======== EXTRACTED TEXT ========
I also strongly believe that not only will H.Z. suffer psychological harm if he is not allowed to continue at UCC, but he would thus be in grave danger of also suffering academically which, in turn, would result in a lifetime of negative ramifications.
Thus, I verily believe it is irrefutable that H.Z. will suffer irreparable harm if an interlocutory injunction is not granted maintaining the status quo by allowing H.Z. to continue with his schooling at UCC until the within Action is decided upon its merits.
[108] There are a number of problems with this evidence.
[109] First, it contains impermissible opinion evidence. B.Z. and S.Z. tendered factual affidavits, not expert reports. They confirmed on cross-examination that they were giving evidence as fact witnesses, not as experts. Neither S.Z. (a lawyer) nor B.Z. (a dentist) filed a report as an expert or a Form 53 acknowledgment of expert’s duty.
[110] The following statements appear to me to be opinions, not statements of the affiant’s personal knowledge of known facts:
a. H.Z. will suffer trauma if he is deprived of the opportunity to continue to study at the College;
b. H.Z. will suffer psychological harm if he is not allowed to continue to attend at the College;
c. H.Z. would be in grave danger of suffering academically if he is not allowed to continue at the College;
d. H.Z. would suffer a lifetime of negative ramifications if he is not allowed to continue at the College;
[111] These comments go well beyond a permissible compendious statement of facts that are too subtle and too complicated to be narrated separately and distinctly: R. v. Graat, 1982 CanLII 33 (SCC), [1982] 2 S.C.R. 819 at 835. Witnesses are entitled to provide lay opinions on matters such as the identity of persons or places, the identification of handwriting, mental capacity, and state of mind: John Sopinka, Sidney N. Lederman & Alan W. Bryant, The Law of Evidence in Canada, 6th ed. (Lederman, Fuerst, Stewart) (LexisNexis, 2022), at paras. 12.17 to 12.38. I accept easily that B.Z. and S.Z. had an opportunity for personal observation of H.Z., but these statements cross that line into opinions that need to be provided by qualified and independent medical, educational, or vocational experts.
[112] To be admissible opinion evidence, the plaintiff has to demonstrate on a balance of probabilities that: the evidence is relevant to some issue in the case; the evidence is necessary to assist the trier of fact; the evidence does not contravene an exclusionary rule; and the witness is a properly qualified expert: R. v. Mohan, 1994 CanLII 80 (SCC), [1994] 2 S.C.R. 9; White Burgess Langille Inman v. Abbott and Haliburton Co., 2015 SCC 23, [2015] 2 S.C.R. 182; R. v. Abbey, 2009 ONCA 624, 97 O.R. (3d) 330; R. v. Abbey, 2017 ONCA 640, 140 O.R. (3d) 40. The evidence from the parents’ fails the fourth branch of the test.
======== RECORDS PROVIDED ========
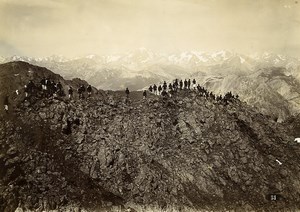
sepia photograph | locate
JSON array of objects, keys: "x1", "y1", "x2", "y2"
[{"x1": 0, "y1": 0, "x2": 300, "y2": 212}]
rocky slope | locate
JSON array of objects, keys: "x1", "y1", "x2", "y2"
[
  {"x1": 193, "y1": 67, "x2": 300, "y2": 121},
  {"x1": 0, "y1": 48, "x2": 300, "y2": 121},
  {"x1": 0, "y1": 62, "x2": 300, "y2": 211}
]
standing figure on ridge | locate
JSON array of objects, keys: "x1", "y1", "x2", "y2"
[
  {"x1": 193, "y1": 79, "x2": 196, "y2": 90},
  {"x1": 125, "y1": 88, "x2": 129, "y2": 99},
  {"x1": 184, "y1": 79, "x2": 187, "y2": 89},
  {"x1": 68, "y1": 87, "x2": 73, "y2": 99},
  {"x1": 86, "y1": 85, "x2": 92, "y2": 96},
  {"x1": 153, "y1": 84, "x2": 157, "y2": 95},
  {"x1": 3, "y1": 95, "x2": 9, "y2": 113},
  {"x1": 163, "y1": 81, "x2": 168, "y2": 90},
  {"x1": 179, "y1": 80, "x2": 183, "y2": 90},
  {"x1": 158, "y1": 85, "x2": 162, "y2": 95}
]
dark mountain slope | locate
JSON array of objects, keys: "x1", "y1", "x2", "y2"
[{"x1": 0, "y1": 61, "x2": 300, "y2": 211}]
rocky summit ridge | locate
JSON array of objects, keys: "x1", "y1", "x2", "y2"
[{"x1": 0, "y1": 62, "x2": 300, "y2": 211}]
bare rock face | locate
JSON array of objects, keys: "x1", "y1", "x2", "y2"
[{"x1": 0, "y1": 60, "x2": 300, "y2": 211}]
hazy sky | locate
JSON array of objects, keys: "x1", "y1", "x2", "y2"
[{"x1": 0, "y1": 0, "x2": 300, "y2": 57}]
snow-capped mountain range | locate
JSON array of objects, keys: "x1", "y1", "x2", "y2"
[{"x1": 0, "y1": 48, "x2": 300, "y2": 120}]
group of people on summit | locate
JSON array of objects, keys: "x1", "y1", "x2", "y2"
[
  {"x1": 3, "y1": 77, "x2": 92, "y2": 113},
  {"x1": 143, "y1": 79, "x2": 239, "y2": 103},
  {"x1": 3, "y1": 77, "x2": 238, "y2": 112}
]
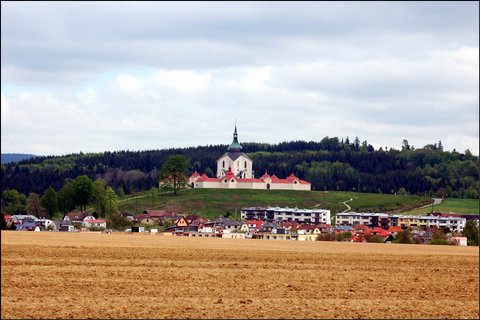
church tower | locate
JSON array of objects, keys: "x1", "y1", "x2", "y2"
[{"x1": 217, "y1": 124, "x2": 253, "y2": 179}]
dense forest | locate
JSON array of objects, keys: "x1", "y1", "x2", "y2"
[
  {"x1": 1, "y1": 137, "x2": 480, "y2": 198},
  {"x1": 1, "y1": 153, "x2": 35, "y2": 164}
]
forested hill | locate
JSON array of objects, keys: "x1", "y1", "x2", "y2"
[
  {"x1": 1, "y1": 137, "x2": 480, "y2": 198},
  {"x1": 1, "y1": 153, "x2": 36, "y2": 164}
]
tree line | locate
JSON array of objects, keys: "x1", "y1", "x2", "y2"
[{"x1": 1, "y1": 137, "x2": 480, "y2": 198}]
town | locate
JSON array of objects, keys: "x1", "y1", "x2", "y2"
[{"x1": 5, "y1": 207, "x2": 479, "y2": 246}]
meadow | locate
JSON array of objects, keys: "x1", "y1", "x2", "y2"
[
  {"x1": 1, "y1": 231, "x2": 479, "y2": 319},
  {"x1": 405, "y1": 199, "x2": 480, "y2": 215}
]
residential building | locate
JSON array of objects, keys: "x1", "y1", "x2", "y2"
[{"x1": 241, "y1": 207, "x2": 330, "y2": 224}]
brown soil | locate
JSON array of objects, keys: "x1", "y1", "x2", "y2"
[{"x1": 1, "y1": 231, "x2": 479, "y2": 319}]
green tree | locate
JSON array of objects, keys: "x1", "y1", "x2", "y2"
[
  {"x1": 73, "y1": 175, "x2": 93, "y2": 211},
  {"x1": 115, "y1": 186, "x2": 125, "y2": 198},
  {"x1": 0, "y1": 211, "x2": 7, "y2": 230},
  {"x1": 402, "y1": 139, "x2": 410, "y2": 151},
  {"x1": 163, "y1": 219, "x2": 173, "y2": 231},
  {"x1": 392, "y1": 230, "x2": 415, "y2": 244},
  {"x1": 40, "y1": 187, "x2": 58, "y2": 217},
  {"x1": 26, "y1": 192, "x2": 47, "y2": 218},
  {"x1": 148, "y1": 187, "x2": 159, "y2": 209},
  {"x1": 429, "y1": 228, "x2": 451, "y2": 245},
  {"x1": 160, "y1": 155, "x2": 187, "y2": 195},
  {"x1": 57, "y1": 179, "x2": 75, "y2": 215},
  {"x1": 463, "y1": 219, "x2": 479, "y2": 246},
  {"x1": 105, "y1": 187, "x2": 118, "y2": 216},
  {"x1": 92, "y1": 179, "x2": 107, "y2": 218}
]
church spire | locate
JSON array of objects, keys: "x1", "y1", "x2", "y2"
[{"x1": 227, "y1": 120, "x2": 242, "y2": 152}]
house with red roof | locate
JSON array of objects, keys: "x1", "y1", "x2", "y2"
[
  {"x1": 82, "y1": 218, "x2": 107, "y2": 229},
  {"x1": 188, "y1": 125, "x2": 311, "y2": 190}
]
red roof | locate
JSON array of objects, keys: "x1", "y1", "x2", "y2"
[
  {"x1": 247, "y1": 220, "x2": 263, "y2": 229},
  {"x1": 85, "y1": 219, "x2": 106, "y2": 223},
  {"x1": 145, "y1": 210, "x2": 175, "y2": 218},
  {"x1": 315, "y1": 223, "x2": 333, "y2": 229},
  {"x1": 388, "y1": 226, "x2": 403, "y2": 233},
  {"x1": 281, "y1": 221, "x2": 300, "y2": 230},
  {"x1": 192, "y1": 167, "x2": 310, "y2": 184},
  {"x1": 369, "y1": 227, "x2": 390, "y2": 237},
  {"x1": 271, "y1": 173, "x2": 310, "y2": 184},
  {"x1": 353, "y1": 224, "x2": 369, "y2": 230},
  {"x1": 298, "y1": 224, "x2": 315, "y2": 230}
]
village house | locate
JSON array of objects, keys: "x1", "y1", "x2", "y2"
[
  {"x1": 165, "y1": 217, "x2": 198, "y2": 236},
  {"x1": 188, "y1": 125, "x2": 311, "y2": 190},
  {"x1": 63, "y1": 211, "x2": 89, "y2": 223}
]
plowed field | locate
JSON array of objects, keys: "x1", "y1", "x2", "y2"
[{"x1": 1, "y1": 231, "x2": 479, "y2": 319}]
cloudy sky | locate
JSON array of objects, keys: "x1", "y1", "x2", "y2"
[{"x1": 1, "y1": 1, "x2": 479, "y2": 155}]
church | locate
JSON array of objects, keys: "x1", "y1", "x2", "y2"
[{"x1": 188, "y1": 125, "x2": 311, "y2": 191}]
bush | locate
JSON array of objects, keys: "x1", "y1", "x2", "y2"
[
  {"x1": 88, "y1": 226, "x2": 105, "y2": 231},
  {"x1": 392, "y1": 230, "x2": 415, "y2": 244},
  {"x1": 336, "y1": 231, "x2": 352, "y2": 241}
]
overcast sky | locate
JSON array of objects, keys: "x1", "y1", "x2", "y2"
[{"x1": 1, "y1": 1, "x2": 479, "y2": 155}]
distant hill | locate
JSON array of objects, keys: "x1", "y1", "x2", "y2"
[
  {"x1": 2, "y1": 153, "x2": 36, "y2": 164},
  {"x1": 0, "y1": 137, "x2": 480, "y2": 199}
]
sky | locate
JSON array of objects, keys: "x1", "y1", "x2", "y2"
[{"x1": 1, "y1": 1, "x2": 480, "y2": 155}]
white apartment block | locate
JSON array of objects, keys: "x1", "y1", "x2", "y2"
[{"x1": 241, "y1": 207, "x2": 330, "y2": 224}]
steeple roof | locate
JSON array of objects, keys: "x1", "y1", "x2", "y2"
[{"x1": 227, "y1": 124, "x2": 242, "y2": 152}]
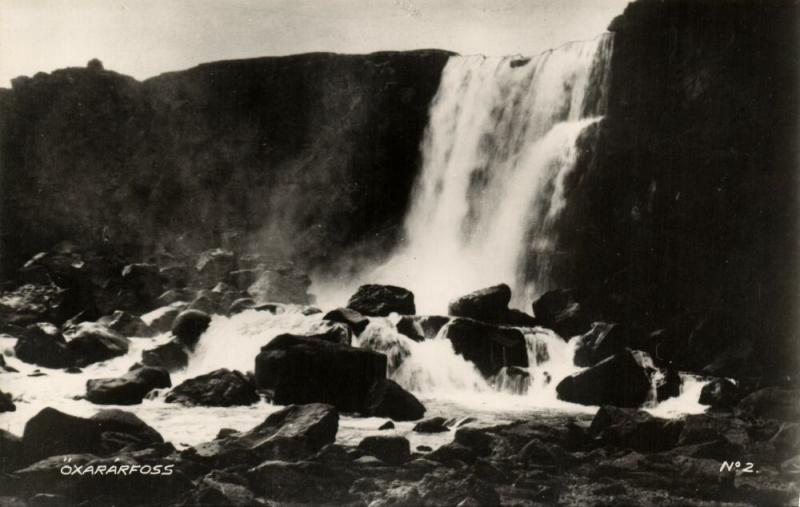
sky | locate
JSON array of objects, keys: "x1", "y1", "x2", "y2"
[{"x1": 0, "y1": 0, "x2": 629, "y2": 86}]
========
* _TASK SET_:
- 1) Translate this sentence from the court ruling excerpt into French: "They confirmed on cross-examination that they were giving evidence as fact witnesses, not as experts."
- 2) Carry the court ruling excerpt forward, picking up after its last sentence.

* _TASK ANSWERS_:
- 1) Ils ont confirmé en contre-interrogatoire qu'ils témoignaient à titre de témoins des faits, et non à titre d'experts.

- 2)
[113] Moreover, even if I were to admit the opinions, I would give them no weight because they are bald assertions, which are unsupported by any other facts in the record. Moreover, the parents’ opinions are not self-evident inferences available on the record. They are unsupported conclusions.
[114] There is, for example, no evidence in the record to support the parents’ opinion that H.Z. will suffer “trauma” or “psychological harm” if he has to attend a different school pending trial of this action. He attended the York School from JK through grade 2 and then his parents moved him to the College. There is no evidence that H.Z. had any trouble integrating into his new school environment, meeting friends, immersing himself in the new school, or excelling academically. There is also no evidence that H.Z.’s parents view switching schools as per se traumatic for their children. Their evidence on cross-examination is that they intend to move their six-year-old twins from their current schools into different schools as early as grade 3.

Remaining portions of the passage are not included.